Reproduce exactly the lines from the line containing "Can you find the white window" through the end of the records below, including both ends, and nothing else.

==== GIVEN DATA

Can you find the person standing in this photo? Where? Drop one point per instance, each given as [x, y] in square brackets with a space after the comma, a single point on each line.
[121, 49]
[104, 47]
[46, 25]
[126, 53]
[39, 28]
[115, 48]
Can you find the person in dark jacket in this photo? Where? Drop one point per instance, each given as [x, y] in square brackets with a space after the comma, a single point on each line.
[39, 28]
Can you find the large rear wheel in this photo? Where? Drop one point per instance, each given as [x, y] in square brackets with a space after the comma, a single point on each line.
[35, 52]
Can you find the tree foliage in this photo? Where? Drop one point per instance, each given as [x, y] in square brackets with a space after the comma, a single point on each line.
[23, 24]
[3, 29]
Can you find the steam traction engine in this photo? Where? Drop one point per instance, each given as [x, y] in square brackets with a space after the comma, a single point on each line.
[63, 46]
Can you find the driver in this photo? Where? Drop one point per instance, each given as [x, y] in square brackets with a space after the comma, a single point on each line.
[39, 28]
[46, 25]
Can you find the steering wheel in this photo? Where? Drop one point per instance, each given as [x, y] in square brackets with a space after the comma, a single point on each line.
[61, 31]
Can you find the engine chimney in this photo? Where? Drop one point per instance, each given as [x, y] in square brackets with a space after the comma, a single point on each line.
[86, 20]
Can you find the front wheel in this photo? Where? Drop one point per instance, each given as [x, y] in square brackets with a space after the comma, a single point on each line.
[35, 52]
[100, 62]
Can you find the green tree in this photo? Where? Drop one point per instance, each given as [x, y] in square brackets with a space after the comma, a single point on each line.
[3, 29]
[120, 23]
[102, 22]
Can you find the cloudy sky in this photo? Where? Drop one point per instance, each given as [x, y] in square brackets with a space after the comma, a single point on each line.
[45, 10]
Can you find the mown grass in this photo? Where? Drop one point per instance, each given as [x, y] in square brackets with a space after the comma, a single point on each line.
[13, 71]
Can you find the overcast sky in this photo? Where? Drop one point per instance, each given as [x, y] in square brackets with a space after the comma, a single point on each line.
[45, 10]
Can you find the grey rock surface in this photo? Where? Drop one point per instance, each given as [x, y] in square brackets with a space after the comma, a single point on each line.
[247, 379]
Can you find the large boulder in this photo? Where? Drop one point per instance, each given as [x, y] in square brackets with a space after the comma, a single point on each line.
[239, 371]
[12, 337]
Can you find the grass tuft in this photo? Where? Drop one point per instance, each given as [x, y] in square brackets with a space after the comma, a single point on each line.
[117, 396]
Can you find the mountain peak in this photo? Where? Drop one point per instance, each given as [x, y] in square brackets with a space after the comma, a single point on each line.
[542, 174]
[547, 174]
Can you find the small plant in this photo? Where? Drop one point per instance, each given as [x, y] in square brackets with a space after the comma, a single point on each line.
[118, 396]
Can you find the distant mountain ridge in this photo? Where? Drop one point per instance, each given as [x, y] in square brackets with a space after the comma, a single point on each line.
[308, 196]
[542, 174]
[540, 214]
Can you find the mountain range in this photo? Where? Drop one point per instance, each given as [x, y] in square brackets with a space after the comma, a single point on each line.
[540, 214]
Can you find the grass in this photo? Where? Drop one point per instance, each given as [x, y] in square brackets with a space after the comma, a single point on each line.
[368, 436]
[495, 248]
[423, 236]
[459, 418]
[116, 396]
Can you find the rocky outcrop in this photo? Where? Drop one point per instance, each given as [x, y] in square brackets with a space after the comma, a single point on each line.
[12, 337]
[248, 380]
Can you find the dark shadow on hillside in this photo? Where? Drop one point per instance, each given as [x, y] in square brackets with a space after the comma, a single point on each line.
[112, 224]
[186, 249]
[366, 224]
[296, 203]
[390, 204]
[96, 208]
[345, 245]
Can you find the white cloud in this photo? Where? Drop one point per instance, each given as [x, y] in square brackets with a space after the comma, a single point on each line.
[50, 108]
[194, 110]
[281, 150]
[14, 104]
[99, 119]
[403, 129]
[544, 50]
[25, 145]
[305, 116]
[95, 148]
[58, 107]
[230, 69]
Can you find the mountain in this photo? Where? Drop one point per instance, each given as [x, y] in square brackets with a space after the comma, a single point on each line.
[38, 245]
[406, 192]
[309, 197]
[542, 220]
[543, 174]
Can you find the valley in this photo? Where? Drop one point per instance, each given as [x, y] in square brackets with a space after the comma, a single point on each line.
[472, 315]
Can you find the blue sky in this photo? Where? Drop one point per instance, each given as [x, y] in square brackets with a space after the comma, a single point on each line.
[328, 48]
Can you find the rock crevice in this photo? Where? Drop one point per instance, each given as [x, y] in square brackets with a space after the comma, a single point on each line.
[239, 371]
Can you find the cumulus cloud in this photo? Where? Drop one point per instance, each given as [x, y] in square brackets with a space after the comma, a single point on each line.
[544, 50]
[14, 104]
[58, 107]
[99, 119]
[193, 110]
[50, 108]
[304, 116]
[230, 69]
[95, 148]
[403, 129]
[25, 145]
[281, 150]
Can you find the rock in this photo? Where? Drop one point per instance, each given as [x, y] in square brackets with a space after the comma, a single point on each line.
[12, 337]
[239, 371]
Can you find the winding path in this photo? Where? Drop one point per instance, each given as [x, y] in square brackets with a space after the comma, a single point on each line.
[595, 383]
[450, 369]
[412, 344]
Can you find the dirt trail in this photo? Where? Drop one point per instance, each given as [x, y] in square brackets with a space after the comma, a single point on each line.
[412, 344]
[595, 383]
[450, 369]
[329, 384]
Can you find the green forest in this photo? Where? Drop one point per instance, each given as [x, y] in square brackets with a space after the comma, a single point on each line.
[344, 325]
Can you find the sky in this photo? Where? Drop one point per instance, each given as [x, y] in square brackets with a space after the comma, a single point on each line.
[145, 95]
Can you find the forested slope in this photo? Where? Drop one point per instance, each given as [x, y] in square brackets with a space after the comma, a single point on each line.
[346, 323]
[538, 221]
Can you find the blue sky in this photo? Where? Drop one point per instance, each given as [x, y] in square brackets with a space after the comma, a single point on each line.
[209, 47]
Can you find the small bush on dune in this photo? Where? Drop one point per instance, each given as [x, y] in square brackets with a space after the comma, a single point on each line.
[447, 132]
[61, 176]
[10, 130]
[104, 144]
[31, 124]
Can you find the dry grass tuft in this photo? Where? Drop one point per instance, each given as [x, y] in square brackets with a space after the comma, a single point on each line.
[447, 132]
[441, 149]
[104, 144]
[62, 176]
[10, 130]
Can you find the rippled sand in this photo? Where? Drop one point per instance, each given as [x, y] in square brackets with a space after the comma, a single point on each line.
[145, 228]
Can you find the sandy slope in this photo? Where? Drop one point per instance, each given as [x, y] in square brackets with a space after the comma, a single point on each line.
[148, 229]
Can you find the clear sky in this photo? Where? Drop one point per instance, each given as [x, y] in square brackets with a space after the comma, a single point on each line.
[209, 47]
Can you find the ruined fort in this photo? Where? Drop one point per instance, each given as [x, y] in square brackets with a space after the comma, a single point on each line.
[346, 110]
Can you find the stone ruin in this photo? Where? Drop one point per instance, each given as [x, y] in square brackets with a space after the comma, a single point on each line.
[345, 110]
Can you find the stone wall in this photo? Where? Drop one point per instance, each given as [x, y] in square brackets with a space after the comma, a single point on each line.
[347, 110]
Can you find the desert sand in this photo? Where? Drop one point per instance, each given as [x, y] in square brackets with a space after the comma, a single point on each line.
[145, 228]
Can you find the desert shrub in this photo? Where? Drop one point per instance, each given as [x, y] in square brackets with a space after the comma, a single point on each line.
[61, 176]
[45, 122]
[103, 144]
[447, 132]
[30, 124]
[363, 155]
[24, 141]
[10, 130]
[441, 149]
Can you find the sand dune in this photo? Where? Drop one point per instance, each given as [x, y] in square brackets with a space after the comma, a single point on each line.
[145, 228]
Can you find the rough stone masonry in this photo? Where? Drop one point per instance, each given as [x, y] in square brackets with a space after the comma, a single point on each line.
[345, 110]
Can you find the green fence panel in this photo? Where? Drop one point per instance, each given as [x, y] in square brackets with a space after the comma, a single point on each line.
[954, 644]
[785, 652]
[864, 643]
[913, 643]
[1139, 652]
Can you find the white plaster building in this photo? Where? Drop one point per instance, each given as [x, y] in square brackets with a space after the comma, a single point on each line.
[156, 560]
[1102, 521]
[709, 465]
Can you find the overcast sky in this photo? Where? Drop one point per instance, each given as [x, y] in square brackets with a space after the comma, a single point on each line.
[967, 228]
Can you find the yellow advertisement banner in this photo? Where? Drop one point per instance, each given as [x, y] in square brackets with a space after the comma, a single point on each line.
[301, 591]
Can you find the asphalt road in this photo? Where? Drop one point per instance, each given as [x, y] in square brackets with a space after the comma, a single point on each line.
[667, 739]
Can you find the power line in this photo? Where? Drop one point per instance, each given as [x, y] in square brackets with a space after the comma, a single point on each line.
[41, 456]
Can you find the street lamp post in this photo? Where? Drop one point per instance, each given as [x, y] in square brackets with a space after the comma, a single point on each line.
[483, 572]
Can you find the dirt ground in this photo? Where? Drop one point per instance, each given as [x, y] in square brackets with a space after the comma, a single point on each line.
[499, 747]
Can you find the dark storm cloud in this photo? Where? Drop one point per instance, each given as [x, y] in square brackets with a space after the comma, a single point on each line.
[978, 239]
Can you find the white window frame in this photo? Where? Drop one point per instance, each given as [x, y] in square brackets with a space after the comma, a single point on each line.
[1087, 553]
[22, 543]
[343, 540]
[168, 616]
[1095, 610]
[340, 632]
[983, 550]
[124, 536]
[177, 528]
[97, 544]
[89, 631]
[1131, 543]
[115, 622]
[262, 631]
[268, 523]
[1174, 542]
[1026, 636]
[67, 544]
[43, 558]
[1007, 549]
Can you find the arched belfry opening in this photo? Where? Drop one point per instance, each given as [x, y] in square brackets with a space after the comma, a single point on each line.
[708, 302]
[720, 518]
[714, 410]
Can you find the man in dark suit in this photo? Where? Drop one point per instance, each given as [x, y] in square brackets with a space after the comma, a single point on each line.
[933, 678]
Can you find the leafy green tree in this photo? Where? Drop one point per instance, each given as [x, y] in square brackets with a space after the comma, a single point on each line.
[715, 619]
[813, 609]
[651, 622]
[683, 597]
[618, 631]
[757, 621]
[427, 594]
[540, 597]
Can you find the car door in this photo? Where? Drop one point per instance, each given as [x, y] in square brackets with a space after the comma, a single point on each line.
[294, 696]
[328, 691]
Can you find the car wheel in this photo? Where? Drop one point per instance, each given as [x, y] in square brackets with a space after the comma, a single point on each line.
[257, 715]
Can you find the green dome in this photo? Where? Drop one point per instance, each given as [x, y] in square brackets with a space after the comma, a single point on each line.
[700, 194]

========

• [RESULT OF THE TASK]
Can you find the white window frame in this photo? Where? Drop one point per instance, each given as [x, y] in square brackets with a space after the comma, a single point on each line.
[1087, 553]
[22, 543]
[343, 540]
[168, 616]
[1095, 610]
[340, 632]
[983, 550]
[124, 536]
[177, 528]
[97, 544]
[89, 631]
[1131, 543]
[115, 622]
[262, 631]
[268, 523]
[1174, 542]
[1026, 636]
[67, 544]
[43, 558]
[1007, 549]
Can you find the arched belfry opening in this photo? Where? Drop one point per instance, each given as [x, y] in square brackets with a space after the comma, a single point on each line.
[708, 302]
[720, 518]
[714, 410]
Can you find the man in dark suit in this photo? Where? Drop one point per instance, each given as [x, y] in square brackets with a space after the comma, a single point on each line.
[933, 678]
Can you find the leafy green tree in this photo? Where? Drop one point per instance, each given as [x, y] in square brackets with a space after the comma, a single point on each line.
[715, 619]
[813, 609]
[651, 622]
[683, 597]
[618, 631]
[757, 621]
[427, 594]
[540, 597]
Can you find the car door in this photo? Where? Drop one point per instance, each given as [x, y] in square brackets with a space after the comma, a single point on each line.
[294, 696]
[328, 691]
Can you find the car wheel in this photo? Where? Drop one point per instance, each given as [x, y] in square brackets with a space after the comma, a single point on each line.
[257, 715]
Can you find the green dome in this photo? Where? Drop one point per instance, each given as [x, y] in square brackets with a space after the comma, a single point on each line.
[700, 194]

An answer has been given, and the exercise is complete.